### EXERCISE DETAILS
Below are records with pictures. Reproduce exactly the lines from the line with "Target: dark blue police shirt" to the line with "Keep to two rules. Tag each instance of the pink", inclusive, and leave each picture out.

════════════════

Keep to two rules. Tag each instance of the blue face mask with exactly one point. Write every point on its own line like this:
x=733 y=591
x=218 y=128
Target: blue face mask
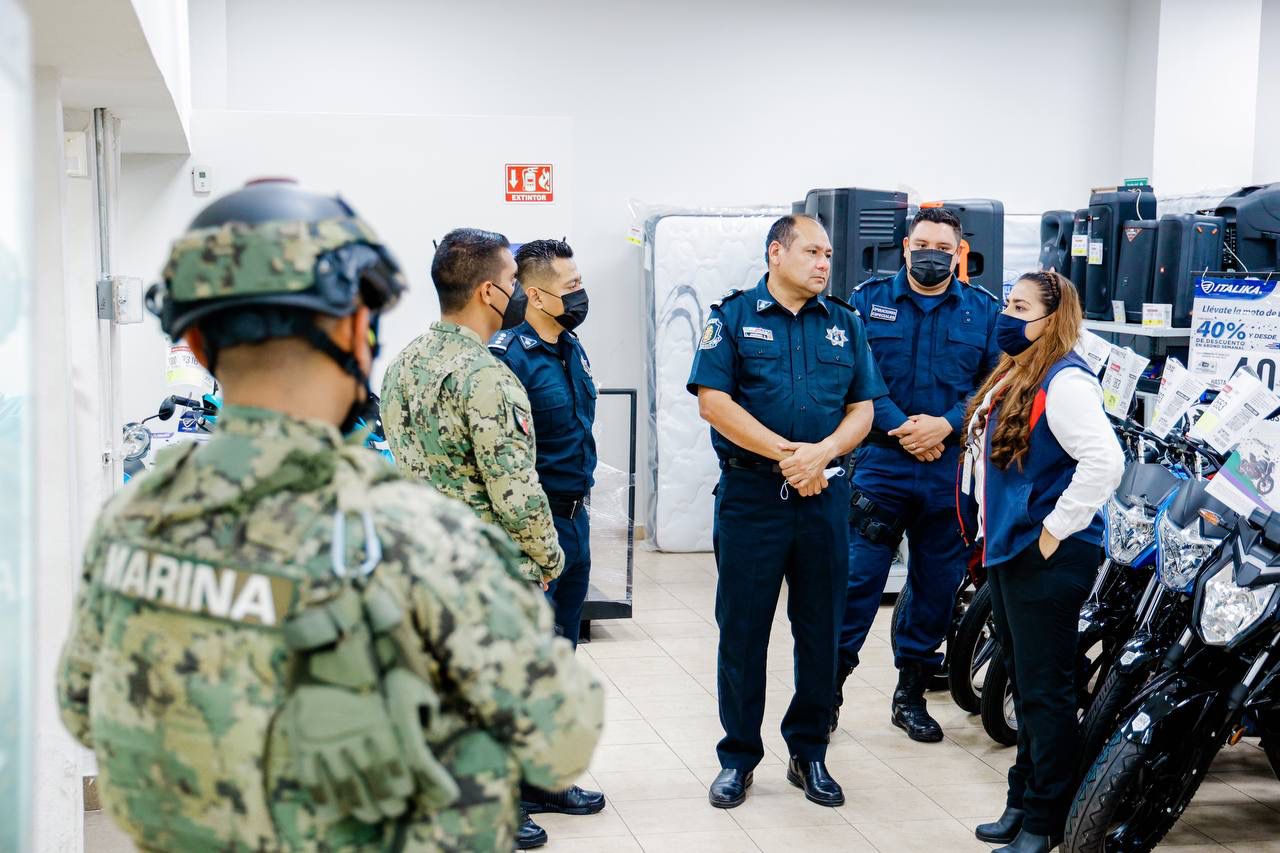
x=1011 y=333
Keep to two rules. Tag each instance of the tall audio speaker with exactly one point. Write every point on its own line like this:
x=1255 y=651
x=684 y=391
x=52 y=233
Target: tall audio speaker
x=1252 y=229
x=1109 y=210
x=865 y=227
x=1137 y=265
x=1056 y=227
x=1187 y=245
x=983 y=224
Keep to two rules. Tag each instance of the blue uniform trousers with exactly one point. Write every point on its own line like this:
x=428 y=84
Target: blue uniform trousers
x=922 y=495
x=762 y=537
x=567 y=592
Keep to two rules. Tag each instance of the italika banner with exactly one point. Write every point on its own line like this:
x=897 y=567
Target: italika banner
x=1235 y=320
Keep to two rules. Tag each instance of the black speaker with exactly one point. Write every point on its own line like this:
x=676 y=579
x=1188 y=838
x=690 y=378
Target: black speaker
x=1079 y=261
x=1185 y=246
x=1056 y=227
x=1137 y=265
x=1109 y=210
x=865 y=227
x=1252 y=229
x=983 y=224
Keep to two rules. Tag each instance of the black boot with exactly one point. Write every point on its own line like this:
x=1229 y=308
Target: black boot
x=1004 y=829
x=909 y=710
x=841 y=676
x=1031 y=843
x=529 y=834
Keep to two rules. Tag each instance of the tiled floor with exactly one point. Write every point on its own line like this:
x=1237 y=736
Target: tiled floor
x=658 y=756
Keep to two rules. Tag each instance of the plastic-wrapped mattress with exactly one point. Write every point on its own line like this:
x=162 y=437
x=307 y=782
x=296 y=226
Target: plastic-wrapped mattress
x=691 y=260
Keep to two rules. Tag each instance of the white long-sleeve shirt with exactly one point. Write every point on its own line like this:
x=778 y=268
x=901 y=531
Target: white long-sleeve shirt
x=1073 y=409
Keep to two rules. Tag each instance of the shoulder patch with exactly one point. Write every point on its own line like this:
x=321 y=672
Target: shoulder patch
x=499 y=342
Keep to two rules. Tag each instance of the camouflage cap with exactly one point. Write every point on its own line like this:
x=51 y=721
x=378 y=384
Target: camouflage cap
x=329 y=264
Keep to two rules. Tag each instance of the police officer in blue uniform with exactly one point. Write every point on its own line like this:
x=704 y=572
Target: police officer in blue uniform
x=785 y=378
x=933 y=340
x=552 y=365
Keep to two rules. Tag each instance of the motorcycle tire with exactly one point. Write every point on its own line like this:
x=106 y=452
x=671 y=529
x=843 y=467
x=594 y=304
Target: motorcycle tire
x=937 y=680
x=970 y=653
x=997 y=702
x=1107 y=789
x=1104 y=715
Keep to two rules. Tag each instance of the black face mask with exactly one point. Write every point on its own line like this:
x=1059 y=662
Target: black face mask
x=516 y=304
x=931 y=267
x=575 y=310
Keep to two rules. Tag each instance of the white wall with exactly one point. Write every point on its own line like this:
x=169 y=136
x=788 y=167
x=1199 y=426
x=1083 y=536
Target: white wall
x=1266 y=149
x=714 y=103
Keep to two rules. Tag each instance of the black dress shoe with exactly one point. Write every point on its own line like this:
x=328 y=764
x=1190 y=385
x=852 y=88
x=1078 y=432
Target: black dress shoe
x=728 y=790
x=910 y=712
x=575 y=801
x=1031 y=843
x=529 y=834
x=817 y=783
x=1004 y=829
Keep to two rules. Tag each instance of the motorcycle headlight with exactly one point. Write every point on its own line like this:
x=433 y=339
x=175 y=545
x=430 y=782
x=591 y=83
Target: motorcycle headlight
x=1229 y=610
x=1129 y=530
x=1182 y=552
x=136 y=442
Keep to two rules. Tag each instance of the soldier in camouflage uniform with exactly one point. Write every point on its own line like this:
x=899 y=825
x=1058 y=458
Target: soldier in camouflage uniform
x=460 y=419
x=182 y=670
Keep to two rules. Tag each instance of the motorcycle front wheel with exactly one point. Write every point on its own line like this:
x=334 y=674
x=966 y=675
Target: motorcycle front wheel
x=1132 y=796
x=970 y=653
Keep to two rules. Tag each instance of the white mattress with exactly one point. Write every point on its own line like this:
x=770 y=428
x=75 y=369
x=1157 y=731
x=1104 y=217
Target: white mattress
x=690 y=261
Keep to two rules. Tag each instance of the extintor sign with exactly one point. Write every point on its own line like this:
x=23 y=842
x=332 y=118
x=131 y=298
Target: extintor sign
x=530 y=182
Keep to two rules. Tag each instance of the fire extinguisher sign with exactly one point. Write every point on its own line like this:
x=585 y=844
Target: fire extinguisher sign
x=530 y=182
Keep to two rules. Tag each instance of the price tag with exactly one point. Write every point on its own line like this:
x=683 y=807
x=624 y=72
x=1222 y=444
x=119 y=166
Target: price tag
x=1157 y=315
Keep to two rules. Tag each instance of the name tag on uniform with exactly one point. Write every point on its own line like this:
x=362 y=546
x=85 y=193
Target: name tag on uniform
x=881 y=313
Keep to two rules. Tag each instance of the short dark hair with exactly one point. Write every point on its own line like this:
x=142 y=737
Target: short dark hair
x=940 y=215
x=535 y=258
x=784 y=232
x=464 y=260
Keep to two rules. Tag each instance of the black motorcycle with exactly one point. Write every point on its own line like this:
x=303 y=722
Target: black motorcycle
x=1109 y=614
x=1219 y=682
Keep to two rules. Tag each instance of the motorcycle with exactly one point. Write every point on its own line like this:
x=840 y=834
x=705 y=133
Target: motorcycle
x=199 y=416
x=1109 y=614
x=1188 y=529
x=1217 y=682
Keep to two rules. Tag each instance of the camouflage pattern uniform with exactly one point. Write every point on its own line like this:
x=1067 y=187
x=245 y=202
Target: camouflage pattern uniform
x=458 y=418
x=176 y=666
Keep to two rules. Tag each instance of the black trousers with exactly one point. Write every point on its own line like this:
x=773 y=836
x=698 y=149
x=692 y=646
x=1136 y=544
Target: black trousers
x=1036 y=606
x=764 y=534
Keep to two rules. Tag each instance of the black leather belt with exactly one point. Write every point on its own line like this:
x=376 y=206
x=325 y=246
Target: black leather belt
x=566 y=506
x=878 y=438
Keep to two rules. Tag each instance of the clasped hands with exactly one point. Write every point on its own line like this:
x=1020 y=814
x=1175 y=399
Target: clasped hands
x=805 y=465
x=922 y=436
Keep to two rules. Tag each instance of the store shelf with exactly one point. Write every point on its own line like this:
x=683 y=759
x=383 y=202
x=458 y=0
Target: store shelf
x=1137 y=329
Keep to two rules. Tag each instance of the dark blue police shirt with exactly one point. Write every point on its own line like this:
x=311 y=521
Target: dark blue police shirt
x=562 y=395
x=795 y=373
x=931 y=356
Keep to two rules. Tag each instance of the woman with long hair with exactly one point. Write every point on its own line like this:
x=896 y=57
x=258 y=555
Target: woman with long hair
x=1045 y=460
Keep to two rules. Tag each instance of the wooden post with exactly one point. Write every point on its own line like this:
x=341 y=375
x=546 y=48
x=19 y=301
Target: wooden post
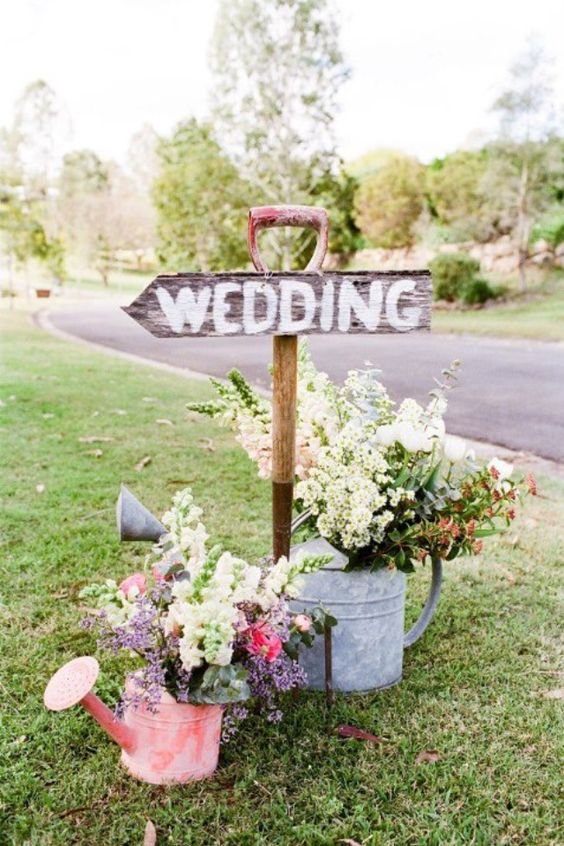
x=285 y=368
x=284 y=389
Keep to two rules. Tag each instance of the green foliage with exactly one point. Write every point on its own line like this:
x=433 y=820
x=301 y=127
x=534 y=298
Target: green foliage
x=220 y=685
x=201 y=203
x=83 y=172
x=389 y=202
x=477 y=291
x=234 y=395
x=24 y=235
x=456 y=197
x=451 y=273
x=550 y=229
x=336 y=194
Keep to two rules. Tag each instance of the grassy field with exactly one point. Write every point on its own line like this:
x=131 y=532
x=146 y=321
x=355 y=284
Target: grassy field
x=481 y=688
x=539 y=314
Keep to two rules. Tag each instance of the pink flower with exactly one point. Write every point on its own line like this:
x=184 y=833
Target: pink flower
x=136 y=580
x=302 y=622
x=263 y=641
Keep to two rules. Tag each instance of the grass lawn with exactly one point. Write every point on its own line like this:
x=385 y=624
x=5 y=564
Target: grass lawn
x=540 y=315
x=480 y=688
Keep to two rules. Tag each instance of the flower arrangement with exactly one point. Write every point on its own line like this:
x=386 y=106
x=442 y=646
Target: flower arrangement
x=209 y=627
x=387 y=485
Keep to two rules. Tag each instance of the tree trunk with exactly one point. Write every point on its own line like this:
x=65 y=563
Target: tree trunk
x=523 y=226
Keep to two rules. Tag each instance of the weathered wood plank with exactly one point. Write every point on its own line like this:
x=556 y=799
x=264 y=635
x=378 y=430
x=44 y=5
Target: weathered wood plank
x=204 y=304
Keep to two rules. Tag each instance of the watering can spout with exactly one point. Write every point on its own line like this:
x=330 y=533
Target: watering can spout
x=72 y=685
x=134 y=521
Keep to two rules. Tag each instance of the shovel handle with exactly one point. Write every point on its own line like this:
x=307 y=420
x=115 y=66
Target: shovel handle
x=308 y=217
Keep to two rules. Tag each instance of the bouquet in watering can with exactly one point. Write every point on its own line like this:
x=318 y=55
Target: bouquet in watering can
x=382 y=482
x=206 y=625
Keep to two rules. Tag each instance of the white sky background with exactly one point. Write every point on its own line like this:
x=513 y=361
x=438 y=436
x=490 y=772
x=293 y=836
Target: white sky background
x=423 y=73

════════════════

### REPLY
Target: dark blue police shirt
x=562 y=395
x=795 y=373
x=931 y=356
Keep to two rules. Tag each instance of the woman with long hair with exactly one point. Write every point on its own line like this:
x=896 y=57
x=258 y=555
Target: woman with long hair
x=1045 y=460
Keep to two rules. Tag each instance of the wooden post with exactly one point. Write every point on its own line like this:
x=341 y=375
x=546 y=48
x=19 y=301
Target: wooden post
x=285 y=368
x=284 y=389
Keep to two rules. Tag each instance of the green foliage with exactly one point. Write every point on its own line like this:
x=433 y=820
x=301 y=127
x=534 y=298
Target: green foliage
x=220 y=685
x=201 y=203
x=83 y=172
x=389 y=202
x=477 y=291
x=234 y=395
x=24 y=235
x=456 y=197
x=451 y=273
x=550 y=229
x=336 y=194
Keep to two rules. Tag each instance of the grassy field with exactly one point. Write every point on its own line like this:
x=131 y=532
x=146 y=321
x=355 y=284
Target: grassy field
x=481 y=688
x=539 y=314
Keep to two rules. Tag each instance of the pink flower with exactly one point. Write every point on its own line like this:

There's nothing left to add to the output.